Stored records:
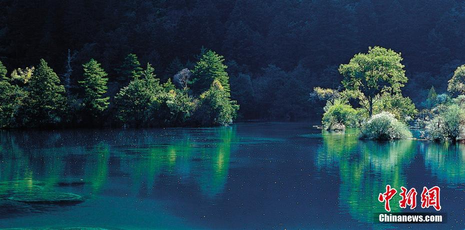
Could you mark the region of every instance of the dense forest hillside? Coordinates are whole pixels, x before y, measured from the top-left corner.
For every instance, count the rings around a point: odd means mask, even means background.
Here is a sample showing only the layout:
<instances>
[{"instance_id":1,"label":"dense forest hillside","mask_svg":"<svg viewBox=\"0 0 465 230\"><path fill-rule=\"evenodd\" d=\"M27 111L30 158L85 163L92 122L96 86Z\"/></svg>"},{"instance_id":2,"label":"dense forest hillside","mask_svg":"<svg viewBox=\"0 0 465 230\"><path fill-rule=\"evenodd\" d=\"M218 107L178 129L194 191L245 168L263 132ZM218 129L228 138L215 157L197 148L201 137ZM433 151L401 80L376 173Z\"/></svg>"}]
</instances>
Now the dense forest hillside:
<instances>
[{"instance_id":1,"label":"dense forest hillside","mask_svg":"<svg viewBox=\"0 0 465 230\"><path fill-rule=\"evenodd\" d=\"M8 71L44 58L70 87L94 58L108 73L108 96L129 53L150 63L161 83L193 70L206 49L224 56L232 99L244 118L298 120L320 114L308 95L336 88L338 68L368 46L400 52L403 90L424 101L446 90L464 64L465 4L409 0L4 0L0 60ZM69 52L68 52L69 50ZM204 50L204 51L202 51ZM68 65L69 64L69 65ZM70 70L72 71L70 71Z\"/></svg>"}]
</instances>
--
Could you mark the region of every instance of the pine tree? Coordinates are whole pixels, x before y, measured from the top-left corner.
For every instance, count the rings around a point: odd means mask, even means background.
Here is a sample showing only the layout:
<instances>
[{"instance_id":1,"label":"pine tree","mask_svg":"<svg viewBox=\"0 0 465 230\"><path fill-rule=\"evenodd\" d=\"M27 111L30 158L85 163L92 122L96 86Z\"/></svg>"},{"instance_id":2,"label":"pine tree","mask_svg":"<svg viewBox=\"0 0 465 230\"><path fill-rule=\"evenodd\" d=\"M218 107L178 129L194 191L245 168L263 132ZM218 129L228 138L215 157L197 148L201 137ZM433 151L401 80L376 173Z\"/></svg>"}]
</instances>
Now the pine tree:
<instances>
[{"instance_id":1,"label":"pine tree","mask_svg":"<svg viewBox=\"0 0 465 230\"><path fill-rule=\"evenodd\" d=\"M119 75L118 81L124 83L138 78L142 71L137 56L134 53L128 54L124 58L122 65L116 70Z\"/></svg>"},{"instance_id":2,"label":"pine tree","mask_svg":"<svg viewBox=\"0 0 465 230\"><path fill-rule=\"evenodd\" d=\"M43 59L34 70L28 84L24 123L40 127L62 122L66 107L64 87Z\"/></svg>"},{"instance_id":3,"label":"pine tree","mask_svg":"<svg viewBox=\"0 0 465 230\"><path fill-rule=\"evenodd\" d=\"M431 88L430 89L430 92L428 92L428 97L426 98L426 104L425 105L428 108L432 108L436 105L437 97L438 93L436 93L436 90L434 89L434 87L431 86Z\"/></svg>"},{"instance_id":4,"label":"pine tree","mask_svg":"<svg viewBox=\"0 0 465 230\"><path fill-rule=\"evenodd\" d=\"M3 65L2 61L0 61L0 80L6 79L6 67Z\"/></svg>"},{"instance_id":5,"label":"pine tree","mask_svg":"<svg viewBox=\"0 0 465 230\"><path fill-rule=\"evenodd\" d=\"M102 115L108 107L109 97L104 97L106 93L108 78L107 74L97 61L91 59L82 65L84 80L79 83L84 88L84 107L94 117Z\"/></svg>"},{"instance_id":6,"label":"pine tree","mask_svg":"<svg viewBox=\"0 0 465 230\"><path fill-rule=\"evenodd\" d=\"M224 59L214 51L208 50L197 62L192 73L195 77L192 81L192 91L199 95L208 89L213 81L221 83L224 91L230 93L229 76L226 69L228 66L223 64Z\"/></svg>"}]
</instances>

* STATED EXERCISE *
Please count how many lines of the records above contain the word "forest". Reply with the number only.

* EXERCISE OUTPUT *
4